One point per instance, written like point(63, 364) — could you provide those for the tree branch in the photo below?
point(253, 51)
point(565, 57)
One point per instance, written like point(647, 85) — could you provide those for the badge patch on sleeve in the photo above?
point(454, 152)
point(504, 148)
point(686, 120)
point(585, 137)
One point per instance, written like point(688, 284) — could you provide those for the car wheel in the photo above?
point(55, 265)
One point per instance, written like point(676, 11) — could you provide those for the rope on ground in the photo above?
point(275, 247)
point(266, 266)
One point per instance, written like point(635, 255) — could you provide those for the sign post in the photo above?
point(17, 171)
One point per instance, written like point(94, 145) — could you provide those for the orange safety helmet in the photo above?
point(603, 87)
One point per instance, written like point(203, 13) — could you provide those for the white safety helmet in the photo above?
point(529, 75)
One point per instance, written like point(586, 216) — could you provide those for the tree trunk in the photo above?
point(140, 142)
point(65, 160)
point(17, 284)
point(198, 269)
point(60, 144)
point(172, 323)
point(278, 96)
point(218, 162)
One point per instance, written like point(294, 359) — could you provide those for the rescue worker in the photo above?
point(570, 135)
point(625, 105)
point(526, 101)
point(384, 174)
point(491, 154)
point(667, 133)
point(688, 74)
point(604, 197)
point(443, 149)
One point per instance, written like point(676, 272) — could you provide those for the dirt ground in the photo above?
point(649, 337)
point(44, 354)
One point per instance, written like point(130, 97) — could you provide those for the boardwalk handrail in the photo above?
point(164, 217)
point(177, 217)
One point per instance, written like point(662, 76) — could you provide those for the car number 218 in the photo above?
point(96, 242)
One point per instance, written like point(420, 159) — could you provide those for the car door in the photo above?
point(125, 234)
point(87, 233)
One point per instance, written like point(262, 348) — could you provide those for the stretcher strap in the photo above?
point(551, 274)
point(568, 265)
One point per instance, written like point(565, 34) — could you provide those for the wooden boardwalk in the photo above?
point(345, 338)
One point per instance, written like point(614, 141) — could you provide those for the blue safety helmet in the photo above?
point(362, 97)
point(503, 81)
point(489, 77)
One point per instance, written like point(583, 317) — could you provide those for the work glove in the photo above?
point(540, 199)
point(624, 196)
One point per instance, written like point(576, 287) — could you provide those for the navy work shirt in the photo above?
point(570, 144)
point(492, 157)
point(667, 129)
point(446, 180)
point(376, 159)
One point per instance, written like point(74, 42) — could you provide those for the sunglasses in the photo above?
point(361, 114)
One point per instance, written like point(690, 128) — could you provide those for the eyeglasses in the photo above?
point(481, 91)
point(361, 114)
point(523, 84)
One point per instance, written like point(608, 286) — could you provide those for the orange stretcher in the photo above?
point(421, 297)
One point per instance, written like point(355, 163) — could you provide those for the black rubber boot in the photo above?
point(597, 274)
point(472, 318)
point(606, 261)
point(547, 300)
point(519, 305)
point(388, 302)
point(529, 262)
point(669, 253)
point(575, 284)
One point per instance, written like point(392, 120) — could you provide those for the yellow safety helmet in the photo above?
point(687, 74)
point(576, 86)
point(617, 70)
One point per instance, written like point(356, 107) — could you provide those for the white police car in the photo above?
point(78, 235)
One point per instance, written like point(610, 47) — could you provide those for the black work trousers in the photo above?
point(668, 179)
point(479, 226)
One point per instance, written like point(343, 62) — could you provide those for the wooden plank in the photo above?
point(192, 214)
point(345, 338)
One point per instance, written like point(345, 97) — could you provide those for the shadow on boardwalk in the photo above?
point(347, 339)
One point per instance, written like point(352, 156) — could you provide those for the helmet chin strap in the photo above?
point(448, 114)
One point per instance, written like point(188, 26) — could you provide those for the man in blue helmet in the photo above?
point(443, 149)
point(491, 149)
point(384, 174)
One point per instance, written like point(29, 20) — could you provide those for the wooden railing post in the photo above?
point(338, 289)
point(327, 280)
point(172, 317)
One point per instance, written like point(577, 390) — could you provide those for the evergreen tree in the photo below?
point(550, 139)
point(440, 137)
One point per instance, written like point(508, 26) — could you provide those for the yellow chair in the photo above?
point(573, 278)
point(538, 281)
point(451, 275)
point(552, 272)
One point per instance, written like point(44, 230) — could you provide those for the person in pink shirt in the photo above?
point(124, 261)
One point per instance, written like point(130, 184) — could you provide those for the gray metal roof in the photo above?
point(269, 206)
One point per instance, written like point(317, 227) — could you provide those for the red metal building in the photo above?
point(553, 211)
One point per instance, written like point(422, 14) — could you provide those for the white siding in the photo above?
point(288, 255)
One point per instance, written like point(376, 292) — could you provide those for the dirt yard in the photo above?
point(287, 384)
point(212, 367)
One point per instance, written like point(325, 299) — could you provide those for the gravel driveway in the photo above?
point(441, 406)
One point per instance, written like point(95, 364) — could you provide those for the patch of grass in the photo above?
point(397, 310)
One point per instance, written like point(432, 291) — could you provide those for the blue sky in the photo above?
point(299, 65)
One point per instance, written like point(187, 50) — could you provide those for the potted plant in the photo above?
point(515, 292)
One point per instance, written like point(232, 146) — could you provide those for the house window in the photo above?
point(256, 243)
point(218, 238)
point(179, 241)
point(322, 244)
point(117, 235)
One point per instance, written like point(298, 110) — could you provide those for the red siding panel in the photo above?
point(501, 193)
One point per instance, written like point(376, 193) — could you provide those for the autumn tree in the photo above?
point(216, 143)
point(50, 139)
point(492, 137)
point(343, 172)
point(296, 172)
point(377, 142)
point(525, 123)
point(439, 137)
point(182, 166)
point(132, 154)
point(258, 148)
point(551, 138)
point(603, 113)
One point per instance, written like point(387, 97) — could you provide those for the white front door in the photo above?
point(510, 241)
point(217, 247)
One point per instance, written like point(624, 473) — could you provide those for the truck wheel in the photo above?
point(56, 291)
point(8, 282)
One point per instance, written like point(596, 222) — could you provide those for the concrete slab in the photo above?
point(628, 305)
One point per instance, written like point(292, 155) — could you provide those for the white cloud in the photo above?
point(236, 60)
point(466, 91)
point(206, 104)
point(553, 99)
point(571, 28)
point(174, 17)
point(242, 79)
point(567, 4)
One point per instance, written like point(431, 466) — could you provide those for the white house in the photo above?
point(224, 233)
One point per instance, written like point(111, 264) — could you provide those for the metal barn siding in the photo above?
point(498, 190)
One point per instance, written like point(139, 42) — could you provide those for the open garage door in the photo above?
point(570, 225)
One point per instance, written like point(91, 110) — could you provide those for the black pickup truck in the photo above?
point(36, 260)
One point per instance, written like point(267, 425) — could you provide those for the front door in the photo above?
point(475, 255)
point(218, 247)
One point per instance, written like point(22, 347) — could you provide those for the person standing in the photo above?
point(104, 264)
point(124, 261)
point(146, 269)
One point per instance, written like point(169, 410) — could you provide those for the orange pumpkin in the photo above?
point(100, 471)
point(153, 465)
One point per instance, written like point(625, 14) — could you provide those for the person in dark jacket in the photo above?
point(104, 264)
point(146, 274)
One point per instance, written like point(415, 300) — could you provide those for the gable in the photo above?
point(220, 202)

━━━━━━━━━━━━━━━━━━━━

[WHAT THE EXERCISE ASKS]: Write out the entries above once more, without altering anything.

[FINISHED ANSWER]:
One point per instance, written like point(63, 364) — could you provide those for the tree branch in the photo below?
point(253, 51)
point(565, 57)
One point per instance, written like point(647, 85) — could you provide those for the badge patch on sleeve in the photo above?
point(454, 152)
point(504, 148)
point(686, 120)
point(585, 137)
One point per instance, written like point(688, 284) — could you provide those for the car wheel in the photo above?
point(55, 265)
One point per instance, written like point(676, 11) — could you provide those for the rope on ground in the photo above?
point(275, 247)
point(266, 266)
One point per instance, written like point(635, 255) — could you provide those for the sign post in the photo above?
point(17, 171)
One point per instance, written like point(94, 145) — could you provide those for the orange safety helmet in the photo above?
point(603, 87)
One point per instance, written like point(203, 13) — could you provide those for the white safety helmet in the photo above?
point(529, 75)
One point per instance, written like point(586, 216) — could you provide those for the tree trunk in the photo above?
point(140, 142)
point(65, 160)
point(17, 284)
point(198, 269)
point(60, 144)
point(172, 323)
point(278, 96)
point(218, 162)
One point per instance, written like point(294, 359) — could you provide those for the rescue worker in the photo above?
point(570, 135)
point(625, 105)
point(526, 101)
point(384, 174)
point(491, 154)
point(667, 133)
point(688, 74)
point(604, 197)
point(443, 149)
One point per instance, written like point(676, 272) — could you provide those for the dirt ground in the photo above?
point(649, 337)
point(44, 354)
One point per instance, written like point(130, 97) — could you provide those for the boardwalk handrail in the photo above?
point(164, 217)
point(177, 217)
One point per instance, written like point(662, 76) — could you provide those for the car number 218 in the photo above?
point(96, 242)
One point per instance, written like point(420, 159) — could you provide those for the car door in the photo above?
point(125, 234)
point(87, 233)
One point per instance, written like point(262, 348) — could you provide those for the stretcher strap in the photo above?
point(551, 274)
point(568, 265)
One point per instance, written like point(565, 34) — could you provide those for the wooden boardwalk in the photo above?
point(345, 338)
One point per instance, written like point(614, 141) — could you provide those for the blue safety helmet in the photo above?
point(362, 97)
point(503, 81)
point(489, 77)
One point per instance, written like point(583, 317) — could you provide those for the work glove in the photo above?
point(540, 199)
point(624, 196)
One point per instance, written like point(576, 287) — could you provide those for the navy work shirt in the photo above?
point(570, 144)
point(492, 157)
point(667, 129)
point(446, 180)
point(376, 159)
One point per instance, written like point(74, 42) — could you provide those for the sunglasses in the photo above?
point(361, 114)
One point per instance, written like point(690, 128) — could you provide those for the eyeglasses in the photo above?
point(481, 91)
point(361, 114)
point(523, 84)
One point per instance, written like point(608, 286) — could you provide those for the orange stretcher in the photo above?
point(421, 297)
One point per instance, written like point(355, 163) — could you provide those for the black rubber boot in the photo above?
point(597, 274)
point(472, 318)
point(606, 261)
point(547, 300)
point(519, 305)
point(388, 302)
point(529, 262)
point(669, 253)
point(575, 284)
One point per instance, written like point(392, 120) — could you provide those for the yellow safety helmet in the photo above?
point(687, 74)
point(576, 86)
point(617, 70)
One point per instance, written like point(356, 107) — could you provide those for the white police car in the photo above?
point(78, 235)
One point per instance, written like point(610, 47) — could you provide those for the black work trousers in the photo above?
point(668, 179)
point(479, 226)
One point per instance, written like point(343, 62) — could you provide those for the wooden plank in the photo above?
point(192, 214)
point(345, 338)
One point per instance, written like point(345, 97) — could you provide those for the shadow on boardwalk in the photo above?
point(347, 339)
One point per instance, written like point(352, 156) — could you provide those for the helmet chin strap in the photo above?
point(448, 114)
One point per instance, written like point(188, 26) — could you provide those for the man in blue helmet in the photo above?
point(443, 149)
point(491, 149)
point(384, 174)
One point per instance, written like point(29, 20) — could you provide those for the wooden railing post in the photo above?
point(338, 289)
point(327, 280)
point(172, 317)
One point per instance, written like point(577, 390) — could you provide those for the evergreen tree in the photo below?
point(550, 139)
point(440, 137)
One point per instance, written like point(508, 26) — could you provide those for the yellow chair in the photo above?
point(573, 278)
point(538, 281)
point(451, 275)
point(552, 272)
One point per instance, written like point(44, 230) — could you provide those for the person in pink shirt in the photo above?
point(124, 261)
One point per instance, written like point(130, 184) — could you provide those for the gray metal roof in the photo above?
point(269, 206)
One point per instance, written like point(317, 227) — could you provide those for the red metal building in the photo above?
point(553, 211)
One point per instance, written like point(422, 14) — could you provide those for the white siding in the photo above?
point(288, 255)
One point per instance, written like point(376, 292) — could you provide those for the dirt yard in the photo above?
point(287, 384)
point(212, 367)
One point per instance, written like point(325, 299) — could you provide those for the gravel driveway in the photo above?
point(441, 406)
One point per instance, written like point(95, 364) — could you provide those for the patch of grass in the photo above?
point(397, 310)
One point per instance, written like point(432, 291) — could you provide those for the blue sky in the photo above?
point(299, 65)
One point per instance, written like point(187, 50) — could you provide those for the potted plant in the photo above?
point(515, 292)
One point per instance, written like point(232, 146) — could you provide those for the house window in the photo above?
point(256, 243)
point(218, 238)
point(179, 241)
point(322, 244)
point(117, 235)
One point per instance, written like point(298, 110) — could you provide those for the red siding panel in the photo above?
point(501, 193)
One point per instance, written like point(376, 193) — could you provide those for the autumn tree in the photo above?
point(216, 143)
point(50, 139)
point(492, 137)
point(343, 172)
point(296, 172)
point(377, 142)
point(525, 123)
point(439, 137)
point(182, 166)
point(132, 154)
point(258, 148)
point(551, 138)
point(603, 113)
One point per instance, written like point(387, 97) — could you provide those for the white front door in the photo above?
point(510, 241)
point(217, 247)
One point per instance, written like point(624, 473) — could you provide those for the truck wheel in the photo above?
point(56, 291)
point(8, 282)
One point per instance, written like point(596, 222) — could you provide those for the concrete slab in the photo above?
point(628, 305)
One point per instance, written like point(292, 155) — could you provide those for the white cloud in the photo above?
point(236, 60)
point(466, 91)
point(206, 104)
point(553, 99)
point(571, 28)
point(174, 17)
point(242, 79)
point(567, 4)
One point per instance, written like point(431, 466) — could you provide those for the white house in the photo above?
point(224, 233)
One point per instance, written like point(111, 264) — could you provide those for the metal barn siding in the photo above?
point(498, 190)
One point per instance, written like point(139, 42) — could you provide those for the open garage door in the photo above?
point(570, 225)
One point per instance, written like point(91, 110) — could you provide those for the black pickup truck in the photo above?
point(36, 260)
One point per instance, written like point(267, 425) — could you provide those for the front door in the photo above?
point(475, 255)
point(218, 247)
One point per instance, written like point(22, 347) — could you provide those for the person standing in the photo above?
point(104, 264)
point(124, 261)
point(146, 269)
One point per instance, written like point(169, 410) — could you provide those for the orange pumpkin in the photo above?
point(100, 471)
point(153, 465)
One point per instance, written like point(625, 14) — could you provide those for the person in dark jacket in the photo above?
point(104, 264)
point(146, 274)
One point per instance, written like point(415, 300) — could you provide those for the gable in the photo above?
point(220, 202)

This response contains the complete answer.